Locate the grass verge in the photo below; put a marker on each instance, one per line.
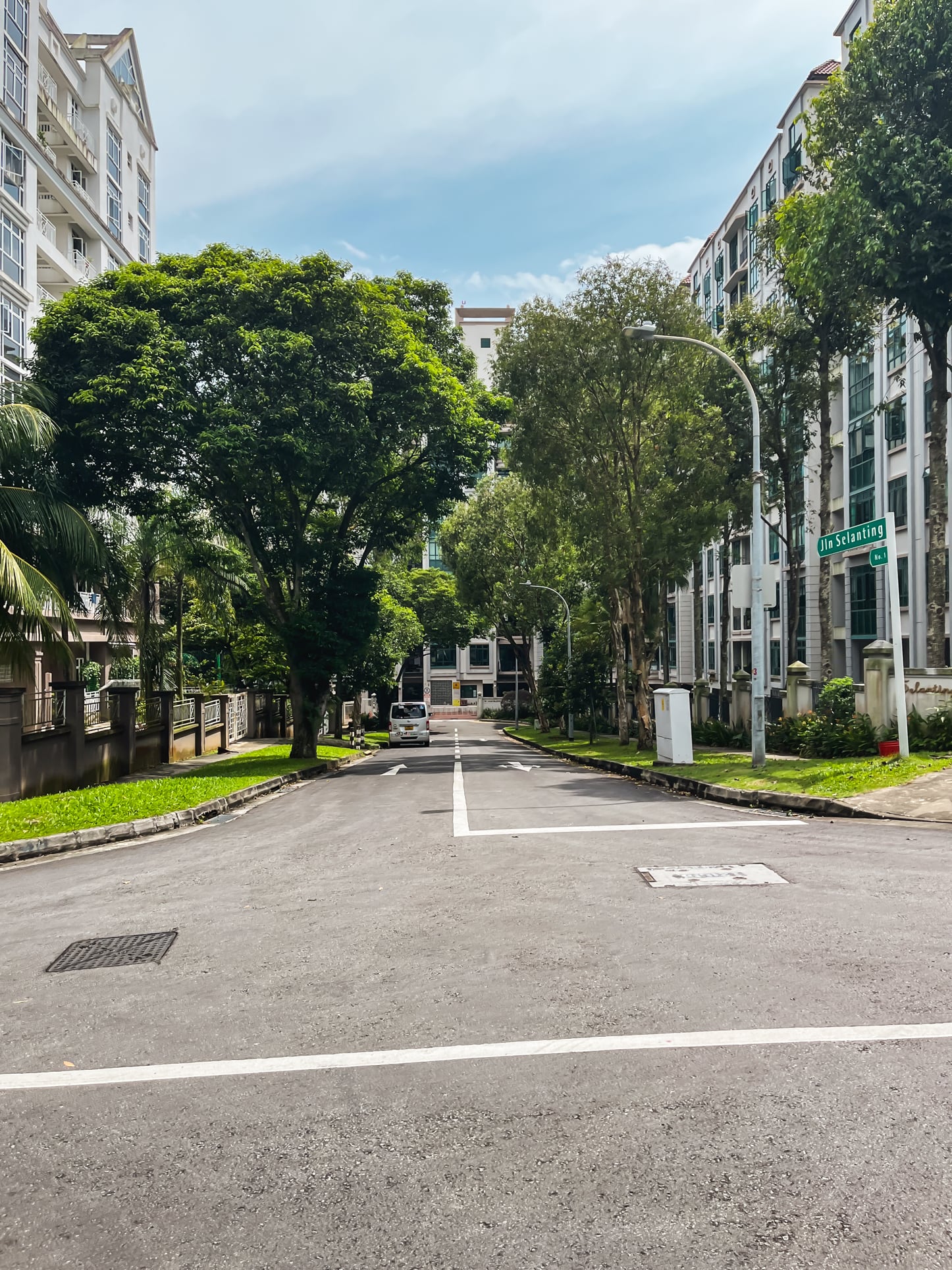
(135, 800)
(820, 777)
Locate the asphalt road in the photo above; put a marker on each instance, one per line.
(347, 917)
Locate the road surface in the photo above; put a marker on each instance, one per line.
(489, 900)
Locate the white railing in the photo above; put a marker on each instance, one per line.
(47, 83)
(46, 228)
(183, 713)
(80, 128)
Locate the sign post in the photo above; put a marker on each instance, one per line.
(880, 536)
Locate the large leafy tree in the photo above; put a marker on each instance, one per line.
(620, 443)
(46, 545)
(811, 236)
(881, 136)
(494, 544)
(305, 406)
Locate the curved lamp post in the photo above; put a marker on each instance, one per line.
(648, 333)
(569, 644)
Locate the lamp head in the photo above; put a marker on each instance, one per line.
(644, 332)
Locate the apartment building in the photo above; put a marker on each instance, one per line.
(78, 194)
(880, 424)
(485, 670)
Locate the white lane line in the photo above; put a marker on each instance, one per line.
(752, 823)
(475, 1053)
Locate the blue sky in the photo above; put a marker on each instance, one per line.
(495, 145)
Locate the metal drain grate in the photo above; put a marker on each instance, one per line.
(113, 951)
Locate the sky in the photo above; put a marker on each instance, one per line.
(498, 145)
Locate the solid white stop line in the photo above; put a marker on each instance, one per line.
(475, 1053)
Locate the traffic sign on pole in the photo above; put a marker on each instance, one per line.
(859, 536)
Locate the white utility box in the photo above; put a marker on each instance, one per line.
(673, 725)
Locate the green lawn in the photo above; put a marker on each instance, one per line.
(134, 800)
(824, 777)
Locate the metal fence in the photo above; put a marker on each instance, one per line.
(43, 711)
(183, 713)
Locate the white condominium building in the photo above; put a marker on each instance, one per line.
(78, 194)
(880, 424)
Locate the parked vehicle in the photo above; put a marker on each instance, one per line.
(410, 723)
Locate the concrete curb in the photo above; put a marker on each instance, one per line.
(771, 800)
(30, 848)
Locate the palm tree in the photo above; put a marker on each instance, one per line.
(46, 545)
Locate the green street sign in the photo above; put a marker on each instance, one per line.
(860, 536)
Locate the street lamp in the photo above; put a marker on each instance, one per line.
(569, 644)
(648, 333)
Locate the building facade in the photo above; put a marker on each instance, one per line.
(880, 439)
(78, 194)
(485, 670)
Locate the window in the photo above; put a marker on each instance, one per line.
(862, 601)
(14, 169)
(113, 184)
(903, 566)
(12, 249)
(442, 657)
(145, 200)
(13, 325)
(14, 83)
(897, 343)
(861, 385)
(479, 657)
(898, 493)
(897, 423)
(862, 472)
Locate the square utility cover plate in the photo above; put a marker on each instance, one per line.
(714, 875)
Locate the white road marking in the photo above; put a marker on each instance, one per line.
(714, 875)
(60, 1080)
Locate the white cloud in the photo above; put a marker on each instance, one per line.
(372, 90)
(514, 287)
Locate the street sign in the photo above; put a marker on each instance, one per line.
(859, 536)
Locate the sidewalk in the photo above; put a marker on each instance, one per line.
(927, 798)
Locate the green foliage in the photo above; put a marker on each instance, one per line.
(307, 408)
(722, 736)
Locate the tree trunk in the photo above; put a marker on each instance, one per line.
(179, 638)
(725, 617)
(826, 591)
(616, 617)
(700, 666)
(937, 347)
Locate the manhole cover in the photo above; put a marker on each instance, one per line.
(714, 875)
(113, 951)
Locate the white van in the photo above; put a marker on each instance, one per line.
(409, 721)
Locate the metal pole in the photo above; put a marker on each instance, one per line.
(758, 731)
(897, 622)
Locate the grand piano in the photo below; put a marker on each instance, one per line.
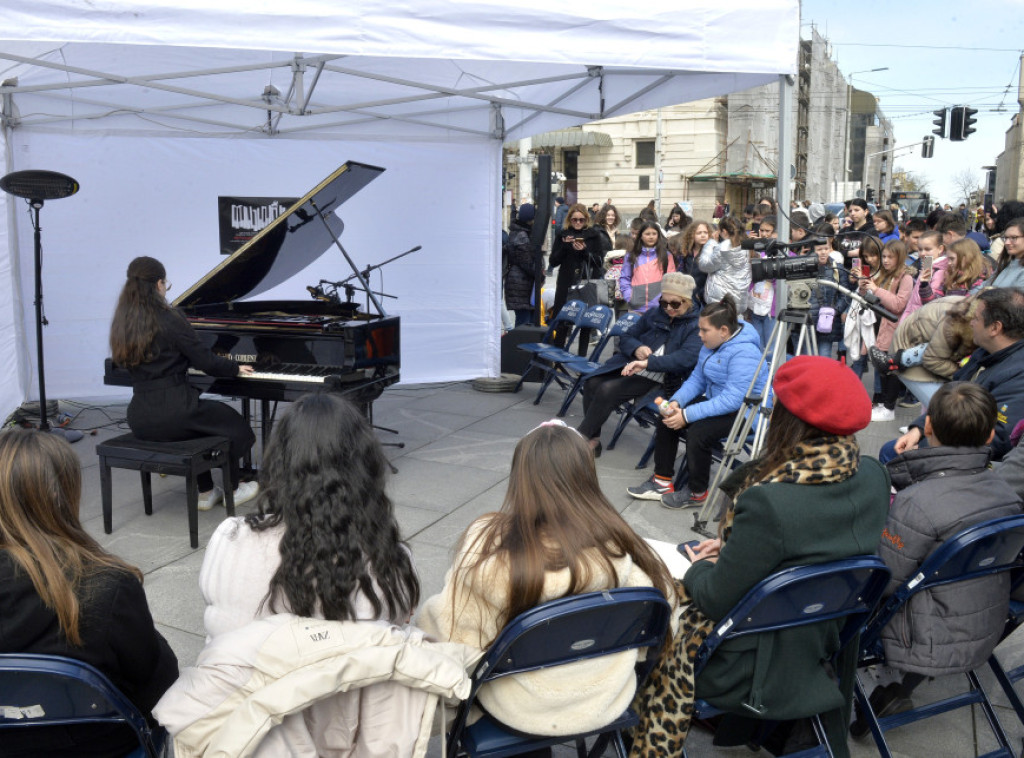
==============================
Starting with the line that has "Locate the street sign" and ending with the last line of the records, retype every line exactly and only those lines. Do not include the pictures.

Locate the street sign in the photo above; put a marker on each instance, one per line.
(859, 536)
Locate the sidewalk in the photo above; put a marker on each instance, one per line.
(927, 798)
Locate the green foliage in the photo above; put a marker on each instance, one per line.
(307, 408)
(722, 736)
Locate the tree trunk in the photo above; put a marker on each instance, one per line.
(179, 638)
(725, 617)
(826, 591)
(616, 617)
(700, 666)
(937, 347)
Locate the manhole cover in the photo above; put a marker on each instance, one per line.
(714, 875)
(113, 951)
Locate the white van in the photo above; put a marker on each instance, one per line.
(409, 721)
Locate the metal pole in the photo above; put a marker on each instance, one per line.
(758, 731)
(897, 622)
Locate the grand piano in the photo below; put a marker on each instance, one per line.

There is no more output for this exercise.